Goal>
Give as a numbered list, omitting blank lines, the part of the records that opens with the line containing "target: rocky mountain peak" and closes with the line containing "[891,467,984,550]".

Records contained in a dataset
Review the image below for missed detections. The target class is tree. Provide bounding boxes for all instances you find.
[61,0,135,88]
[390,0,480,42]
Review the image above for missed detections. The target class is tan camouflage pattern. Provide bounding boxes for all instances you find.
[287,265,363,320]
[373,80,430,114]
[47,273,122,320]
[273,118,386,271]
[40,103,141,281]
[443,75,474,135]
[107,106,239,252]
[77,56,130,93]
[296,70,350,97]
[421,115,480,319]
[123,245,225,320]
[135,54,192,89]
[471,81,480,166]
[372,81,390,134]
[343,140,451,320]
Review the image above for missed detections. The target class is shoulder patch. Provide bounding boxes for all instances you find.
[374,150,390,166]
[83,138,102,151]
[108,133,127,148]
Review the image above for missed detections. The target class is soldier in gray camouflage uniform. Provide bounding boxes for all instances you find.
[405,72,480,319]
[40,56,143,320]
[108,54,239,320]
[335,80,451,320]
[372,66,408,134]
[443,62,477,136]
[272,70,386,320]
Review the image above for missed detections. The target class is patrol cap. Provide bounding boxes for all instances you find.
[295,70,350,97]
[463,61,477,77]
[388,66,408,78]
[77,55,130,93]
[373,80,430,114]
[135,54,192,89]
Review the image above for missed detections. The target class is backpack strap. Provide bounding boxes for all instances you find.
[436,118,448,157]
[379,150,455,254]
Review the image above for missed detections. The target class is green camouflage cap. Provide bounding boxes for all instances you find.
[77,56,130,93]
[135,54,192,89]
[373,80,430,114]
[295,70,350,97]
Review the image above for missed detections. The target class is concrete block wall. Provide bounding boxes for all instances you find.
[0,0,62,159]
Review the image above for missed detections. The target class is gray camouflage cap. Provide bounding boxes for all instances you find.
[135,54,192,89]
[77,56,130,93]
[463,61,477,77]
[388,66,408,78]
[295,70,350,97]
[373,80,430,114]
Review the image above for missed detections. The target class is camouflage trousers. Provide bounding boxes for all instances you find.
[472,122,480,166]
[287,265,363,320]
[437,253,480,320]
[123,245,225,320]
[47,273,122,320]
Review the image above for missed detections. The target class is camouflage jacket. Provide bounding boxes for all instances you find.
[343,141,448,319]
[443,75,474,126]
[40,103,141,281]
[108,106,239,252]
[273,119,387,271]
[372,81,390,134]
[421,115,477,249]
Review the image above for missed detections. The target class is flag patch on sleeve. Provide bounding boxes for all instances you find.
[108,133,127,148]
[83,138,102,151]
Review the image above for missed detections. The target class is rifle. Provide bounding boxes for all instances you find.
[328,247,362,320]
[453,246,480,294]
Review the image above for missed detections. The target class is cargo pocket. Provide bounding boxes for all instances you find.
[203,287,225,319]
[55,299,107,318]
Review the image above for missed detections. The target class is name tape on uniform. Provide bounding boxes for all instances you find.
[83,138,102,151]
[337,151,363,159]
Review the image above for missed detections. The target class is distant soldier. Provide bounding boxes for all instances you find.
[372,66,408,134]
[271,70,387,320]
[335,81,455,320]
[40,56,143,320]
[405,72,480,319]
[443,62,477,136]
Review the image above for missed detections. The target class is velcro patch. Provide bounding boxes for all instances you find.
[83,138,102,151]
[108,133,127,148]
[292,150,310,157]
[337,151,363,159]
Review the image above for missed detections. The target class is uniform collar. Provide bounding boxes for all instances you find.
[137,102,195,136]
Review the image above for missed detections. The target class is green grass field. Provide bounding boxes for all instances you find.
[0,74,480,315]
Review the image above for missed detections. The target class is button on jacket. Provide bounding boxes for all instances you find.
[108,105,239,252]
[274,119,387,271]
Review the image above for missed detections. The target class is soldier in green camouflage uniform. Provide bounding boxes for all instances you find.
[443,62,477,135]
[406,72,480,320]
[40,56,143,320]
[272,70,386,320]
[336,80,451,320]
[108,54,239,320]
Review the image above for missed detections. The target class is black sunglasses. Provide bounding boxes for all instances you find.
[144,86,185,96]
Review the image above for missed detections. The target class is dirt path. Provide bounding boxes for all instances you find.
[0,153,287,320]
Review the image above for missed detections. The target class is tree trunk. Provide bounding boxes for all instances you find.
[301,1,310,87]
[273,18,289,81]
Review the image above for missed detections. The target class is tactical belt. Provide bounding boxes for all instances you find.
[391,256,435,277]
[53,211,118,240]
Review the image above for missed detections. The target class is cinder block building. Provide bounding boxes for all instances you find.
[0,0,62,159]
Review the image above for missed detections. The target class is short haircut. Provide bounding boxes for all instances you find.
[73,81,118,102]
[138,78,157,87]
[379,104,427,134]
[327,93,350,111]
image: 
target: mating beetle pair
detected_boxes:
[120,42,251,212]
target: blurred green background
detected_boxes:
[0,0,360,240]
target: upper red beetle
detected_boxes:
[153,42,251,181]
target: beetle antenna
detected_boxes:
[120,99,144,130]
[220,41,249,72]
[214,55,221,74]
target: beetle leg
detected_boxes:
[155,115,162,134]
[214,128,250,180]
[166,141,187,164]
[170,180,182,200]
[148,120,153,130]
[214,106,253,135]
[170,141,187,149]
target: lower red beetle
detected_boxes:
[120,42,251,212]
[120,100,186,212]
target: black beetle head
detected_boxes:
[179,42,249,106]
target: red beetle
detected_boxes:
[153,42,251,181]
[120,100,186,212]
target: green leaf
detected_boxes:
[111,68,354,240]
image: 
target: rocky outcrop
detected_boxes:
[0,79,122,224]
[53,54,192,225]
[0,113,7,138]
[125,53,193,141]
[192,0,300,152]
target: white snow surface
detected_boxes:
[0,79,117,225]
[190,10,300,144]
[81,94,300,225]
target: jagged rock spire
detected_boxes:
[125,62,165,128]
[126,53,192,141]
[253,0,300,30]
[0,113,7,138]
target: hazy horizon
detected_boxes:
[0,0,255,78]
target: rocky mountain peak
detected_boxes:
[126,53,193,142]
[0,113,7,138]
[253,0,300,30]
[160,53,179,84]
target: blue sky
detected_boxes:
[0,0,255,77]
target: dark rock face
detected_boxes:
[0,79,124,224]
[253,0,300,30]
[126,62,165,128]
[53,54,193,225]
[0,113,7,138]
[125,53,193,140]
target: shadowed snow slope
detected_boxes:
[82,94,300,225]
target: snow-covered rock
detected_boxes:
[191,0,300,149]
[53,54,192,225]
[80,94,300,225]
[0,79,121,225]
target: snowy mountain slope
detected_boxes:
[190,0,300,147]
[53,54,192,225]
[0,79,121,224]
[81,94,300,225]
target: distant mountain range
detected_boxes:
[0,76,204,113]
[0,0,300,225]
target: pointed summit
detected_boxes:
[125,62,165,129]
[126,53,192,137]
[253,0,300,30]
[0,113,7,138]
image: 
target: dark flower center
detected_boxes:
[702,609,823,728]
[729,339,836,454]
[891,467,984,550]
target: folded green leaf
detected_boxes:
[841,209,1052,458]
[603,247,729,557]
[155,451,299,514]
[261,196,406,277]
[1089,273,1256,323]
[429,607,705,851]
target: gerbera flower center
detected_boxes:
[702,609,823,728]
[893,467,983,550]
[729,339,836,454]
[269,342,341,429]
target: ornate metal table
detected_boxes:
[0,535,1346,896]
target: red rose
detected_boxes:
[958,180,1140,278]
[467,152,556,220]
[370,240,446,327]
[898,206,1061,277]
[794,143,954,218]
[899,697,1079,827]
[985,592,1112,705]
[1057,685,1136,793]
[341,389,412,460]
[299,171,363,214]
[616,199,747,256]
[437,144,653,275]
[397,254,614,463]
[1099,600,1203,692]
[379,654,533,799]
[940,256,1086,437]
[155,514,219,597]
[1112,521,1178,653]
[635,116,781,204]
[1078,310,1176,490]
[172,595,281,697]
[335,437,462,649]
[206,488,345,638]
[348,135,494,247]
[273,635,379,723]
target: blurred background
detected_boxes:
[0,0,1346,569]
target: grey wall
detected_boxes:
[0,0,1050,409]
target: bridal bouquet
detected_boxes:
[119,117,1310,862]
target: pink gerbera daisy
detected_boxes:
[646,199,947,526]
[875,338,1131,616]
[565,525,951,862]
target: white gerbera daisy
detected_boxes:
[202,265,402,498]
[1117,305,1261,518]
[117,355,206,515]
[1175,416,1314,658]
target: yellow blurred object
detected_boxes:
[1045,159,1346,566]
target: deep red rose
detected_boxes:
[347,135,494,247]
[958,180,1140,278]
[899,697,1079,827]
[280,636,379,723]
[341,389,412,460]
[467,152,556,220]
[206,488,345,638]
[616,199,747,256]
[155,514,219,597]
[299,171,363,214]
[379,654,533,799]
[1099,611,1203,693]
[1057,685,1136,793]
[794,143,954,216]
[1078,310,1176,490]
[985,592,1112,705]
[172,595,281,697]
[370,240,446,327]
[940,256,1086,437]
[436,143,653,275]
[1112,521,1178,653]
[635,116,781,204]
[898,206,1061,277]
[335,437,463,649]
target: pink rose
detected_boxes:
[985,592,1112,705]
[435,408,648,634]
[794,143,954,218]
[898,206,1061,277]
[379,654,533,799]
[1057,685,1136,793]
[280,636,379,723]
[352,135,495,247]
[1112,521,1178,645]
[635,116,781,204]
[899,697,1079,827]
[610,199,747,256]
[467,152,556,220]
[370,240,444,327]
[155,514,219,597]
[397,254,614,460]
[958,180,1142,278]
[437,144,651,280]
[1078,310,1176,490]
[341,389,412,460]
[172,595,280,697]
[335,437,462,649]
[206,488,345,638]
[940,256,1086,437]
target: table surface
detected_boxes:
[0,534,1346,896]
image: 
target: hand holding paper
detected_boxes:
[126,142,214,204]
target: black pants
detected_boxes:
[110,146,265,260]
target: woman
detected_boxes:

Result of this task>
1. target: rocky mountain peak
2. detected_boxes:
3. [126,53,193,142]
4. [0,113,7,138]
5. [253,0,300,30]
6. [160,53,179,84]
7. target: blue sky
8. detected_boxes:
9. [0,0,255,77]
10. target: dark rock face
11. detected_boxes:
12. [0,79,124,224]
13. [253,0,300,30]
14. [126,62,165,128]
15. [53,54,193,225]
16. [0,113,7,138]
17. [125,53,193,140]
18. target: shadowed snow slope
19. detected_boxes:
20. [82,94,300,225]
21. target: snow-covered rock
22. detected_boxes:
23. [191,0,300,149]
24. [53,54,192,225]
25. [80,94,300,225]
26. [0,79,121,225]
27. target: snowy mountain slope
28. detected_boxes:
29. [190,0,300,147]
30. [53,54,192,225]
31. [0,79,121,224]
32. [81,94,300,225]
33. target: distant mountain range
34. detected_boxes:
35. [0,76,204,113]
36. [0,0,300,225]
37. target: pointed summit
38. detected_boxes:
39. [125,62,165,129]
40. [126,53,192,137]
41. [253,0,300,30]
42. [0,113,7,138]
43. image: 
44. target: dark flower center
45. detected_boxes:
46. [702,609,823,728]
47. [729,339,836,454]
48. [891,467,984,550]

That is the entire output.